= PROBLEM REQUIREMENTS =
Echo the material verbatim, starting with the line that contains "276L1 269L2 286L52" and continuing through the last line of the material, both ends included.

Stored data
════════════════

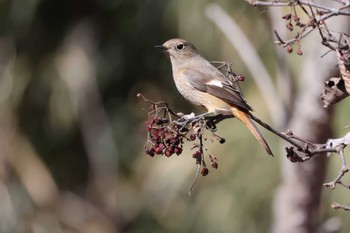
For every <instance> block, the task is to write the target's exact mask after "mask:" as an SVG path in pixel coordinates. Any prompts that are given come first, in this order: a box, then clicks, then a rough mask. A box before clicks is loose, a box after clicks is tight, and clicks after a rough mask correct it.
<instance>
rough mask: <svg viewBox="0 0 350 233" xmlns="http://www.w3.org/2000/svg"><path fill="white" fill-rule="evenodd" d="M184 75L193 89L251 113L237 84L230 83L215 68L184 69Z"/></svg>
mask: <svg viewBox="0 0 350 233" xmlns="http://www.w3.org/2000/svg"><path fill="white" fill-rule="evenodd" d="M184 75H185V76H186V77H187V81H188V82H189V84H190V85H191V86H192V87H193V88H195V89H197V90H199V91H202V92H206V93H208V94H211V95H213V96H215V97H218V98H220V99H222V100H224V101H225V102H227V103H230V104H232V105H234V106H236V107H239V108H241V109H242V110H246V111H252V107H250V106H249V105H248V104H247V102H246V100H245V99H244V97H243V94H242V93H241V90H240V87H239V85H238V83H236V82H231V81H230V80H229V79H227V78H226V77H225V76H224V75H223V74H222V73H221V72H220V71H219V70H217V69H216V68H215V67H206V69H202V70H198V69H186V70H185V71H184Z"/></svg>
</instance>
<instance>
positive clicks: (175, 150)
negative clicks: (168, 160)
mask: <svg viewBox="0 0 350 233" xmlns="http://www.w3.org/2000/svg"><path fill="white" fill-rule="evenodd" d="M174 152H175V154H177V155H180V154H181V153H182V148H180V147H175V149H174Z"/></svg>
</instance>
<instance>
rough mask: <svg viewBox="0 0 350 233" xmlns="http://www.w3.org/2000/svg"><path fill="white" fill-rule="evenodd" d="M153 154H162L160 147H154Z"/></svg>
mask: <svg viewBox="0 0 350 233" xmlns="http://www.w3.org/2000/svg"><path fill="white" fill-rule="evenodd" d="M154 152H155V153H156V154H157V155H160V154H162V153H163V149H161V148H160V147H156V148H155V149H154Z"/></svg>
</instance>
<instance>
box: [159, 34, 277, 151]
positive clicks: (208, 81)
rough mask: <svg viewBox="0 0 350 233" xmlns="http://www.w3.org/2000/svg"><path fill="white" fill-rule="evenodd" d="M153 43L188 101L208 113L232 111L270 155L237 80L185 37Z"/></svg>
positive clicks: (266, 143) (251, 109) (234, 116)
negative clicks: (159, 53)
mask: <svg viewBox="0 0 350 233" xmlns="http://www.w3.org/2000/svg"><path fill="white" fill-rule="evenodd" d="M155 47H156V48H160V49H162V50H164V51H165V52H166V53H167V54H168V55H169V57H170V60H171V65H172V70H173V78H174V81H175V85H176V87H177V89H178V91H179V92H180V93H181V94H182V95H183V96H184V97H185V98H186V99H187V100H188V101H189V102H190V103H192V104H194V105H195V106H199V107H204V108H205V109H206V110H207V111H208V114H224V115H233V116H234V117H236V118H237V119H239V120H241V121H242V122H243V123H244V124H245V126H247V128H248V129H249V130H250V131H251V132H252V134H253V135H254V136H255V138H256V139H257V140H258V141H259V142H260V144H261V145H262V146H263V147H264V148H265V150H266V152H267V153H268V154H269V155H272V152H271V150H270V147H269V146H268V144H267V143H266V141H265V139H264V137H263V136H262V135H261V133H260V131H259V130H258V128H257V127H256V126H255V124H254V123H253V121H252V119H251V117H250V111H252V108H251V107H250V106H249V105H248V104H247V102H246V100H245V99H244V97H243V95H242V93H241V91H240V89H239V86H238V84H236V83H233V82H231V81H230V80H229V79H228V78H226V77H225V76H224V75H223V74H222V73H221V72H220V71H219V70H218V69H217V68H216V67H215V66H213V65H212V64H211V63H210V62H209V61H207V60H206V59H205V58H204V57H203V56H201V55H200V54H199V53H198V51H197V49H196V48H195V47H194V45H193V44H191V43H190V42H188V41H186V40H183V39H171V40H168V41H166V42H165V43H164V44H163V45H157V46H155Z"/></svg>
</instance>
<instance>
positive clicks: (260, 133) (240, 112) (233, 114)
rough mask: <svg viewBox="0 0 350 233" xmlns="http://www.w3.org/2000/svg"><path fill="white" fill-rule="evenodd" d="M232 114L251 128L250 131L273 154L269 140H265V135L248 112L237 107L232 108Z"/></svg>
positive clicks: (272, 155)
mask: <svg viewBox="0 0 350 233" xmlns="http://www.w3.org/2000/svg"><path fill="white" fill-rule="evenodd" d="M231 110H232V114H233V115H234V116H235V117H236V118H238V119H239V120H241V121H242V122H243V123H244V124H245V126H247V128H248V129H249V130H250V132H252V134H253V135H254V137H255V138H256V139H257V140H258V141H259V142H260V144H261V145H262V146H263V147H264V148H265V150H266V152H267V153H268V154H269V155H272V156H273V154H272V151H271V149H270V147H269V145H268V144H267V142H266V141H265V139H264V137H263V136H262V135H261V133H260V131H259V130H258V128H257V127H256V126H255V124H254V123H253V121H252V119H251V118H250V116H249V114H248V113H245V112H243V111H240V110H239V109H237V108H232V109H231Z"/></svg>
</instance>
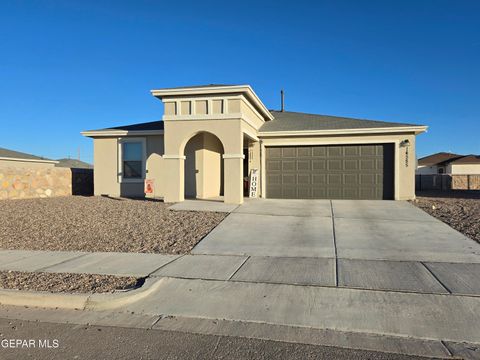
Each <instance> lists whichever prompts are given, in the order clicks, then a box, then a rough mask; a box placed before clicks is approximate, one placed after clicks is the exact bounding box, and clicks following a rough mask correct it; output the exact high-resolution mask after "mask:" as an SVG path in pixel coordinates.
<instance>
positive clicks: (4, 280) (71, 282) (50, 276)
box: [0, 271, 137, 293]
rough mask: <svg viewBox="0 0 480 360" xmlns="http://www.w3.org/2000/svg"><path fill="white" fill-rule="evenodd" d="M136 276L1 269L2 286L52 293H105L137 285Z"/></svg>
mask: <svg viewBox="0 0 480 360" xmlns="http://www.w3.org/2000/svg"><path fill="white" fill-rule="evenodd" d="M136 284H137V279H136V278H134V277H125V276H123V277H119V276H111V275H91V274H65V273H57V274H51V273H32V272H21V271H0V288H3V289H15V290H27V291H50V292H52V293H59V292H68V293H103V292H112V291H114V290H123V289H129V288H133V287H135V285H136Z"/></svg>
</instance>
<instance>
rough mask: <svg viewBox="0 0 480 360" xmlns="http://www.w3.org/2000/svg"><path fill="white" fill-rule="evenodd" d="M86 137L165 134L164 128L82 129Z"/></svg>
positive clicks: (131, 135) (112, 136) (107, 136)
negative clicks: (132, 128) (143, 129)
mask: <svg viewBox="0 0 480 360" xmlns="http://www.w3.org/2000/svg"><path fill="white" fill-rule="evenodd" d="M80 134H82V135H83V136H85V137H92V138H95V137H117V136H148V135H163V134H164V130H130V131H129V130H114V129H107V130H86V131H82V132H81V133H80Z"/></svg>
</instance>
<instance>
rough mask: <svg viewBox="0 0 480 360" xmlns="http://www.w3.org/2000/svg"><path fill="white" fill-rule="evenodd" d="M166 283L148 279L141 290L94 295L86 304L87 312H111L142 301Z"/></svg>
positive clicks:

════════════════

= SOLUTION =
rough mask: <svg viewBox="0 0 480 360" xmlns="http://www.w3.org/2000/svg"><path fill="white" fill-rule="evenodd" d="M136 276L1 269L2 286L52 293H105L137 285Z"/></svg>
mask: <svg viewBox="0 0 480 360" xmlns="http://www.w3.org/2000/svg"><path fill="white" fill-rule="evenodd" d="M136 284H137V279H136V278H134V277H125V276H123V277H119V276H111V275H91V274H65V273H57V274H51V273H32V272H21V271H0V288H3V289H15V290H27V291H50V292H52V293H59V292H68V293H103V292H112V291H114V290H123V289H129V288H133V287H135V285H136Z"/></svg>
</instance>
<instance>
rough mask: <svg viewBox="0 0 480 360" xmlns="http://www.w3.org/2000/svg"><path fill="white" fill-rule="evenodd" d="M86 137L165 134L164 128L82 129Z"/></svg>
positive clicks: (131, 135) (112, 136) (107, 136)
negative clicks: (132, 128) (143, 129)
mask: <svg viewBox="0 0 480 360" xmlns="http://www.w3.org/2000/svg"><path fill="white" fill-rule="evenodd" d="M80 134H82V135H83V136H85V137H92V138H95V137H117V136H148V135H163V134H164V130H130V131H129V130H114V129H107V130H86V131H82V132H81V133H80Z"/></svg>
</instance>
<instance>
rough mask: <svg viewBox="0 0 480 360" xmlns="http://www.w3.org/2000/svg"><path fill="white" fill-rule="evenodd" d="M166 283L148 279L141 290L94 295L86 304L87 312H111L142 301Z"/></svg>
positive clicks:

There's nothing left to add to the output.